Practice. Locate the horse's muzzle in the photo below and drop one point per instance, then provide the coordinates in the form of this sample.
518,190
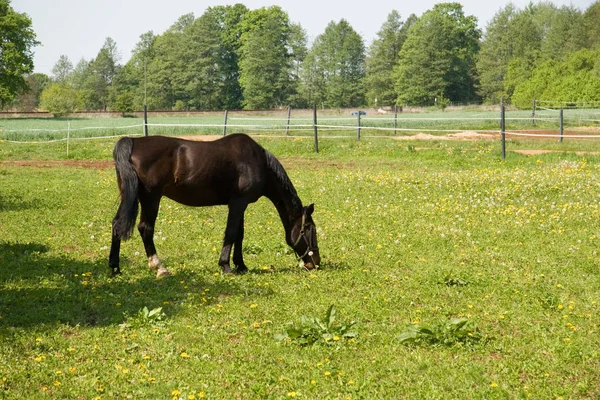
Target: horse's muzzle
312,260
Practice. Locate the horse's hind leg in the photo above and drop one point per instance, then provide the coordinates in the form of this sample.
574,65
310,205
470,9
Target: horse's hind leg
149,212
238,257
113,258
236,216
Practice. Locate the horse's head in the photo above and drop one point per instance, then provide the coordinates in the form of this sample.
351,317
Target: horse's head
304,234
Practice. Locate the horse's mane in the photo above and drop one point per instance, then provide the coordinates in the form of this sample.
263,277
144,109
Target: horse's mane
283,178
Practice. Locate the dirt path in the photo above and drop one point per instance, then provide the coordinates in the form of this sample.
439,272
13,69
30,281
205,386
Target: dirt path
103,164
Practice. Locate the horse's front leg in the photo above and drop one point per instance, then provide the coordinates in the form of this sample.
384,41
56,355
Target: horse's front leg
146,228
238,257
236,215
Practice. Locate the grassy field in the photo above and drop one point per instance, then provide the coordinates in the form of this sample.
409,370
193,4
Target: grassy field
331,123
465,276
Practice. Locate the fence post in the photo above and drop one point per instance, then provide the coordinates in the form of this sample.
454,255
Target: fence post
68,136
503,128
561,126
315,128
395,117
145,120
287,127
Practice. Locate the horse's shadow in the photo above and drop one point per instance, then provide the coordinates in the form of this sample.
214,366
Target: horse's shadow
41,291
16,203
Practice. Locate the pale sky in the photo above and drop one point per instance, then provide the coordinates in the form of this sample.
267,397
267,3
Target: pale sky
78,28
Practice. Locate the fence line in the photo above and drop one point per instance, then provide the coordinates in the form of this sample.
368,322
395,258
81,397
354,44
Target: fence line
327,124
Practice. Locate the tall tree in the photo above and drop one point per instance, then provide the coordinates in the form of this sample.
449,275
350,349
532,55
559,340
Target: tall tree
572,79
29,100
334,69
591,17
265,59
17,40
495,54
213,70
62,69
167,70
383,56
437,60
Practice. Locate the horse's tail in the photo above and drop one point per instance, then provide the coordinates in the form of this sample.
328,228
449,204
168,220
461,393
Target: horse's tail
128,186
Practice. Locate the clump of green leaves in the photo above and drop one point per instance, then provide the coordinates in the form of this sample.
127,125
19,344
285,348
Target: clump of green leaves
153,318
314,330
456,331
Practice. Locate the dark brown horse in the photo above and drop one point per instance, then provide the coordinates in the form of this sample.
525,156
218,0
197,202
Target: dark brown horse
233,171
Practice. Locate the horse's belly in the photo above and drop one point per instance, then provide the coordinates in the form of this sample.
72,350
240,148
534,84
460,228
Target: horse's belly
196,198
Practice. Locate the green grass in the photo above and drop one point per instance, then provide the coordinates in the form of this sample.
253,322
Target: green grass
432,121
410,235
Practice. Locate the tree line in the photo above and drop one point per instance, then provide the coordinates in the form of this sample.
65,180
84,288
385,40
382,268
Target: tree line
232,57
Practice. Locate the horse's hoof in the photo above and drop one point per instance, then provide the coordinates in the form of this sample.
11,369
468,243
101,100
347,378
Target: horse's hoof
241,270
162,273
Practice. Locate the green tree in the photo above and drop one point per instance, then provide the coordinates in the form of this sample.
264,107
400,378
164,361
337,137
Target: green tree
334,68
591,16
573,79
265,59
17,40
494,56
62,69
61,100
213,72
437,60
382,57
166,73
29,99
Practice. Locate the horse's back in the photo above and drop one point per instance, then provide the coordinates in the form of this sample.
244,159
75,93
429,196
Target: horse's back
201,173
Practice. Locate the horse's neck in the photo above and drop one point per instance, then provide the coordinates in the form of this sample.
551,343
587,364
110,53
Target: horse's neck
289,209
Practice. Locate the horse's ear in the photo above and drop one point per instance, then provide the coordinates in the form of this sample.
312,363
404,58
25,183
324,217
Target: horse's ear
309,209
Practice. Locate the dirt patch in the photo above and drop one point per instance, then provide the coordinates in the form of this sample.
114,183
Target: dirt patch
538,152
467,135
95,164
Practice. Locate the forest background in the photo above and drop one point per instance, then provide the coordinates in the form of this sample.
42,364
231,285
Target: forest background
232,57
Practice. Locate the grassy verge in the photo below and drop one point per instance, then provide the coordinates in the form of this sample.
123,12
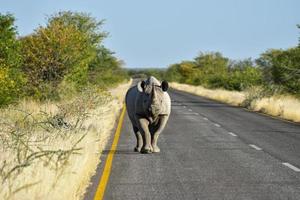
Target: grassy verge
285,107
50,151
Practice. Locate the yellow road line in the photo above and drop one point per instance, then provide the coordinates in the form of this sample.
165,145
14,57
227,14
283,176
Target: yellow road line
107,168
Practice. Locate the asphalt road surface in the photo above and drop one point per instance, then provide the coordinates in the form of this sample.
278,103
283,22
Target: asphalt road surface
209,150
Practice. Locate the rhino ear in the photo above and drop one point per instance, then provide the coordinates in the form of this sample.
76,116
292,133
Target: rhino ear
141,86
164,86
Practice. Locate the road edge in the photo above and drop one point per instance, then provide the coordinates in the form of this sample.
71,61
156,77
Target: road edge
108,163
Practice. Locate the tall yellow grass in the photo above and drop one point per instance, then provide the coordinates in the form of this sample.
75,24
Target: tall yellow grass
43,180
285,107
230,97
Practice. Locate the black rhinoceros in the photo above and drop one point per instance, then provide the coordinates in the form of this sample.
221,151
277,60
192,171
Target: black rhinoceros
148,107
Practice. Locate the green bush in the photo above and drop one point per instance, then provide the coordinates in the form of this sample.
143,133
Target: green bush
11,79
282,68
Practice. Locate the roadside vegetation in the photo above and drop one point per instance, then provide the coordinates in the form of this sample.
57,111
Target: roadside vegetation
57,105
269,84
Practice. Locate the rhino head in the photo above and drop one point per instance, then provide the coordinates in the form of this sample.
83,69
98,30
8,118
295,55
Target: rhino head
152,97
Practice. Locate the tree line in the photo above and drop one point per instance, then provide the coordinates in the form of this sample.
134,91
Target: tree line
67,54
276,71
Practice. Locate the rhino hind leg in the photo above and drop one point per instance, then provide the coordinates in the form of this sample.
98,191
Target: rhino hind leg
144,130
139,140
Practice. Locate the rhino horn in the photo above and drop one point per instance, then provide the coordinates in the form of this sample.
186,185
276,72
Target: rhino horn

- - -

Work required:
Copy out all the entries exactly. Images stay out of the copy.

Response to the exercise:
Practice. Locate the horse's muzzle in the photo below and drop one point per instance, then provide the coordinates in the form of this sample.
518,190
Target: horse's muzzle
312,260
Practice. Locate the horse's hind leg in the photo above and drop one point per instance, then provide the coordinates in the form of this sample.
574,65
310,205
470,9
Target: horse's hind leg
149,212
238,257
113,258
236,216
Practice. Locate the horse's head in the photo above and drop one point per instance, then provide the coordinates in the form of this sample.
351,317
Target: horse's head
304,234
Practice. Locate the horse's mane in the photo above and drop one point per instance, then provide the coordinates in the form of this sample.
263,277
144,109
Target: horse's mane
283,178
Practice. Locate the dirt path in the photo above and drop one point per instance, then provide the coordinates in the form of this sample.
439,272
13,69
30,281
205,386
Target: dirt path
103,164
Practice. Locate the horse's front leg in the photo above and drop one point per instance, then provide the coordinates in the form of this sample.
384,41
56,355
Target: horse's front leg
146,228
238,257
236,215
Practice. Locate the grassy field in the photo above and drop one point per instance, then provide the coordinates in the form of this sample.
409,370
193,4
Target: grassy field
331,123
465,276
Practice. Locate the fence post in the photo above and drop one point per instance, then provide the coordinates in the form of this sample.
454,255
Target: fence post
68,136
503,128
561,126
315,128
395,117
145,120
287,127
Practice. Locate the horse's shadow in the photo above and drop one point per instance, then provide the coordinates in the form of this sample.
214,366
Target: horse's shadow
41,291
16,203
Practice. Locate the pale sky in the photo above and drop one point per instance, then provide the coordinates in the form of this sample.
267,397
267,3
Target: pale sky
78,28
Practice. Locate the fence line in the photo above and drop one point per instance, then provide the coordinates in the form of this sample.
368,322
395,258
81,397
354,44
Target: fence line
327,124
Practice. Locate the tall tree in the photo above and drop one point per instance, then provide the coordinates in the form of this sample.
449,275
350,349
532,55
559,340
Target: tall tree
572,79
29,100
334,69
591,17
265,59
17,40
495,54
213,70
62,69
167,70
383,56
437,60
Practice. Locate the horse's tail in the photo above and drop one point per instance, then provide the coordinates in the form of this sample.
328,228
449,204
168,220
461,393
Target: horse's tail
128,186
Practice. Locate the clump of green leaves in the photo above and drop one point per instance, then provide the coordinates in the form of this sample.
127,125
19,344
285,348
Target: clump of green leaves
153,318
314,330
456,331
Practice. Locate the dark brown horse in the photo above and drop one point per instance, then provide the coordinates in the form of this sample.
525,156
218,0
197,202
Target: dark brown horse
233,171
Practice. Locate the horse's belly in the photo above and drop one point per instance, then provide the coordinates in the form of this sample.
72,350
240,148
534,84
460,228
Target: horse's belly
196,198
Practice. Locate the green grass in the photo above and drop one point per instance, then provide the coordinates in the form of this sample.
253,322
Target: green grass
432,121
410,235
Practice. Locate the tree line in the photo above and drop one point per instance, then provide the coordinates in the form of this sample.
65,180
84,288
385,40
382,268
Target: tree line
232,57
Practice. Locate the horse's hoof in the photo above and drop one point per instance, then provide the coordinates in the form of this sample.
11,369
468,243
101,100
347,378
Target: horse's hoof
241,270
162,273
Practice. Locate the green tree in the photo above and drop one point per instance, then provide the coordinates in the form of this sample.
264,107
400,378
164,361
337,137
Target: green tree
334,68
591,16
573,79
265,59
17,40
494,56
62,69
61,100
213,72
437,60
382,57
166,73
29,99
Practice. Locate the horse's back in the photo above and drop one point per instance, then provide the coordinates in the form of this sample.
244,159
75,93
429,196
Target: horse's back
201,173
Practice. Locate the horse's neck in the photo above and drop one point per instance, then provide the coordinates in the form of this sample.
551,343
587,364
110,53
Target: horse's neck
289,209
Practice. Locate the horse's ear in the photo above and drop one point per instance, then provide the coordinates in the form of this sample.
312,363
404,58
25,183
324,217
Target: horse's ear
309,209
Practice. Locate the dirt patch in the photo above and drop one point per instance, then provide the coordinates in the form of this sample.
114,183
Target: dirt patch
538,152
467,135
95,164
Practice. Locate the forest background in the photo above and drop one point per instance, then provide the coordinates in the form of this sample.
42,364
231,285
Target: forest background
232,57
Practice. Locate the grassy verge in the photo below and drop one point per instance, then provide the coordinates in the form of this sample.
123,12
Target: grassy verge
285,107
50,151
Practice. Locate the yellow road line in the photo above and drop one point per instance, then provide the coordinates in the form of this sample.
165,145
14,57
227,14
283,176
Target: yellow road line
107,168
Practice. Locate the asphalt road surface in the photo above and drop one point per instance, then provide the coordinates in the form of this sample.
278,103
283,22
Target: asphalt road surface
209,150
Practice. Locate the rhino ear in the photo above and drop one point per instance, then provide the coordinates in the form of this sample.
76,116
292,133
Target: rhino ear
141,86
164,86
Practice. Locate the road edge in the photo above and drop one point per instance, then provide the coordinates in the form of this sample.
71,61
156,77
Target: road edge
108,163
Practice. Locate the tall yellow grass in the photo above and drop one point per instance, then provide the coordinates in the form of this sample.
75,24
Target: tall yellow grass
43,180
285,107
230,97
Practice. Locate the black rhinoceros in the photo above and drop one point per instance, then provide the coordinates in the form of this sample.
221,151
277,60
192,171
Target: black rhinoceros
148,107
Practice. Locate the green bush in the photo above and drop one point per instance, then provide the coordinates in the form of this sample.
143,133
Target: green bush
11,79
282,68
Practice. Locate the roadside vegetation in the photo above and drop one point per instance, then provide the coordinates in the form of this sample.
57,111
Target: roadside vegetation
57,105
269,84
Practice. Locate the rhino head in the photo above and drop one point per instance, then provide the coordinates in the form of this sample.
83,69
98,30
8,118
295,55
Target: rhino head
152,97
Practice. Locate the tree line in the photo above and drop one point per instance, then provide the coordinates in the form of this sample.
134,91
Target: tree line
67,54
276,71
Practice. Locate the rhino hind leg in the photo above and drop one point per instance, then provide the coordinates in the form of this sample.
98,191
Target: rhino hind leg
144,130
139,140
Practice. Locate the rhino horn in the photo above and drop one point per instance, then provide the coordinates in the form of this sample.
186,185
276,72
Target: rhino horn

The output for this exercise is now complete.